Однако люстра, ЛЮСТРА – максимально гламурная и розовая, показавшая fuck всей окружающей махачкалинской серости, – люстра в холле сразу обнадежила. А потом в раздевалку, в халат, в хамам, в царство лазурных мозаичных потолков, журчания, плеска, приглушенного света, горячей воды, одноразовых трусов и искусственного снега.
А эта глина на теле! Глина, благоухающая травами, не знавшими пестицидов. А нездешняя музыка! Музыка, звуки которой словно капли горячего экзотического масла – прямо в основание шеи, туда, где давно все свело и болело. Релакс по-о-ойман, затвердевшие мышцы отта-а-а-аивают, из мозга испаряются черные мы-ы-ы-ысли, мы расслабля-я-я…
– Вахь! Дай Аллах здоровья моей невестке! Как хорошо, надо же! – голос с соседнего лежака разрезал целебный пар хамама, как хлебный нож. Будто в сон про парение в облаках ворвался брутальный сосед на «девятке»; как в меню тайского ресторана мог бы ворваться хинкал.
– Дочки покупают мамам программы, – улыбнулась девушка, которая смывала с меня глину. – Взрослые женщины никогда не видели СПА, удивляются. Всегда что-нибудь смешное говорят.
Да разве ж это смешно?
– Никогда я так не наслаждалась водой, клянусь! – сказал другой голос с прекрасным, первозданным негородским акцентом. Точно такой был у моей учительницы русского языка и литературы, которая потом завела себе точку на Восточном рынке, где долго и счастливо торговала халатами, чем и прокормила всю семью, с мужем включительно.
Дальше мы все время пересекались на просторах СПА с этими женщинами, совсем не гламурными дагестанскими женщинами, которые лучше всех умеют трудиться и совсем не умеют отдыхать. Которые сами и заработают на хлеб насущный, и сами же его испекут. Они целые дни проводят на ногах, вкусно готовят, не делают проблемы из «накормить толпу гостей» в час ночи, а утром в свой выходной выбить пять ковров, помыть окна и сходить к больному родственнику. На них все и держится.
Они умудряются содержать семьи, откладывать дочкам на бриллиантовые серьги, покупать сыновьям машины и не покупать ничего себе. Но раз уж дочки подарили им модную штучку – «СПА-программу» и затолкали их сюда, – женщины добросовестно релаксировали: пили чай с мятой и лаймом, рассказывали про массаж и щекотку «от ванны», радовались бассейну и вдруг говорили «балдеж».
– В туалете даже музыка, смотри! Как в консерватории сидишь. Выходить забыла, слушала…
– Шкафчики в раздевалке видела? Как в нашем садике, только побольше.
– Мам, ты на чохский язык идешь со мной сегодня?
– Давай, да, не пойдем, Разийка.
– Ты этот снег видела? Там машинка стоит – тахь, тахь, падает с потолка. Говорят, лицо надо протирать.
И смеются.
Еще они переговаривались из разных комнат.
– Аминат, в клеенку завернули тебя уже? Мне делали, жарко стало!

○ ○ ○ ○ ○ ○ ○

# ЗАДАНИЕ 1:
Перечислите все, из чего, согласно тексту о СПА, состоит «царство» хамама.
# ЗАДАНИЕ 2:
Ответьте по тексту о СПА:
(а) Что, по словам девушки, смывавшей глину, дочки покупают мамам?
(б) Чем торговала на Восточном рынке бывшая учительница русского языка и литературы?
(в) С чем одна из женщин сравнила шкафчики в раздевалке?
Пункты, которые идут дальше, с текстом о СПА никак не связаны.

○ ○ ○ ○ ○ ○ ○

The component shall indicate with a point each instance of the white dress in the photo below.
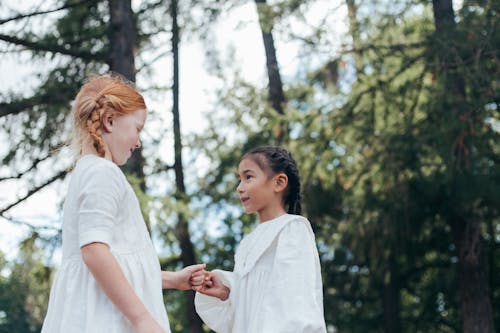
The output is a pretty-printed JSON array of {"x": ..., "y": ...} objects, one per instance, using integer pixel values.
[
  {"x": 102, "y": 207},
  {"x": 276, "y": 284}
]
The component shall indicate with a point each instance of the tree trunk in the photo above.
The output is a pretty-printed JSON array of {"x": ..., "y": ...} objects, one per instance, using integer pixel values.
[
  {"x": 354, "y": 31},
  {"x": 472, "y": 265},
  {"x": 391, "y": 300},
  {"x": 122, "y": 39},
  {"x": 473, "y": 277},
  {"x": 182, "y": 227},
  {"x": 276, "y": 95}
]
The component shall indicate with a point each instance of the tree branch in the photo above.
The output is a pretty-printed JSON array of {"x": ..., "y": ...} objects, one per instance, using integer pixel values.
[
  {"x": 21, "y": 16},
  {"x": 32, "y": 45},
  {"x": 19, "y": 175},
  {"x": 33, "y": 191}
]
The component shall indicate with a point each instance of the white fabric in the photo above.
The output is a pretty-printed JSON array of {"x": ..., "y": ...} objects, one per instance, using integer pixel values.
[
  {"x": 102, "y": 207},
  {"x": 276, "y": 284}
]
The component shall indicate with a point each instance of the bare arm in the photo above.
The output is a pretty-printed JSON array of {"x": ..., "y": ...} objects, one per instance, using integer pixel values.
[{"x": 109, "y": 275}]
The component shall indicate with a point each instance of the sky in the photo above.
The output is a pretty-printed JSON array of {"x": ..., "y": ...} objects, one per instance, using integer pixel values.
[{"x": 238, "y": 32}]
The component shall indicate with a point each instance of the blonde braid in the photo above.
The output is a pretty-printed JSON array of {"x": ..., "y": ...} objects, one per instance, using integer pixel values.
[{"x": 94, "y": 125}]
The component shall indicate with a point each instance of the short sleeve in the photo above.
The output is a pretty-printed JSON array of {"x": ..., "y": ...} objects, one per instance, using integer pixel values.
[
  {"x": 217, "y": 314},
  {"x": 295, "y": 291},
  {"x": 98, "y": 201}
]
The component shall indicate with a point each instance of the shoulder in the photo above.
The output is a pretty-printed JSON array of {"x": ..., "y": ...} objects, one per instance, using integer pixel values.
[
  {"x": 99, "y": 172},
  {"x": 297, "y": 224}
]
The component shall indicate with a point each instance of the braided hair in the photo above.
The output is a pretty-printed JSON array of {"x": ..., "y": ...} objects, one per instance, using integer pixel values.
[
  {"x": 100, "y": 96},
  {"x": 275, "y": 160}
]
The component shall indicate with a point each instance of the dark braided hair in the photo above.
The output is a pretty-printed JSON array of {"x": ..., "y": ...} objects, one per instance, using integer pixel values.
[{"x": 275, "y": 160}]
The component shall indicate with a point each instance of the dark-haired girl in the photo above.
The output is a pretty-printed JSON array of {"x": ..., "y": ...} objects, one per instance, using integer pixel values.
[{"x": 276, "y": 283}]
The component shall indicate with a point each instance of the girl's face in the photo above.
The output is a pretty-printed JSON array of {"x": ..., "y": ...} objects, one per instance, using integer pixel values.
[
  {"x": 259, "y": 192},
  {"x": 123, "y": 135}
]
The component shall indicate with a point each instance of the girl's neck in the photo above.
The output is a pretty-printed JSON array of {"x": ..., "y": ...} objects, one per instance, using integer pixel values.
[
  {"x": 270, "y": 214},
  {"x": 88, "y": 148}
]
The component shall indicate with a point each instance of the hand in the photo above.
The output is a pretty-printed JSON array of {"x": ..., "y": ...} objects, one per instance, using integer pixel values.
[
  {"x": 147, "y": 324},
  {"x": 213, "y": 286},
  {"x": 190, "y": 277}
]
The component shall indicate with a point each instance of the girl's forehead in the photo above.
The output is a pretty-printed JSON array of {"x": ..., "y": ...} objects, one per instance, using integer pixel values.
[{"x": 248, "y": 164}]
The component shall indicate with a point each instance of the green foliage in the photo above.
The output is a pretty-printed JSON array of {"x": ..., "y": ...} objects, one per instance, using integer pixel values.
[{"x": 24, "y": 289}]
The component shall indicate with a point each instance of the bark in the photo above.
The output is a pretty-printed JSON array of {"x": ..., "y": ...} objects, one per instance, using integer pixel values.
[
  {"x": 354, "y": 31},
  {"x": 182, "y": 227},
  {"x": 276, "y": 95},
  {"x": 122, "y": 39},
  {"x": 391, "y": 300},
  {"x": 473, "y": 272},
  {"x": 472, "y": 264}
]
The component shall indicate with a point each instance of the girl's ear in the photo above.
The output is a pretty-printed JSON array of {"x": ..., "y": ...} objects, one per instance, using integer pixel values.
[
  {"x": 281, "y": 182},
  {"x": 107, "y": 122}
]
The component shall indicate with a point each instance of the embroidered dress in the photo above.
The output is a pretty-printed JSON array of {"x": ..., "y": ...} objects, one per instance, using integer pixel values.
[
  {"x": 276, "y": 284},
  {"x": 102, "y": 207}
]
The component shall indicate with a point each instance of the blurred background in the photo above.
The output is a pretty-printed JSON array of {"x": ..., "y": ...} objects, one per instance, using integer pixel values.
[{"x": 391, "y": 109}]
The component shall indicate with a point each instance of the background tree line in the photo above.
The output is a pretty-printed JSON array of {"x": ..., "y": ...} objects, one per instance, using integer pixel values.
[{"x": 395, "y": 130}]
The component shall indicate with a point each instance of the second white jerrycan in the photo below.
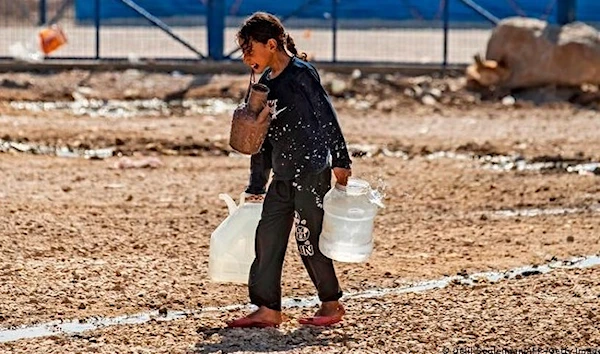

○ ○ ○ ○ ○ ○ ○

# ПИСЬМЕННОЕ РЕШЕНИЕ 1:
Лазурные мозаичные потолки, журчание, плеск, приглушенный свет, горячая вода, одноразовые трусы и искусственный снег.

# ПИСЬМЕННОЕ РЕШЕНИЕ 2:
(а) Программы, то есть СПА-программы.
(б) Халатами.
(в) Со шкафчиками в «нашем садике», только побольше.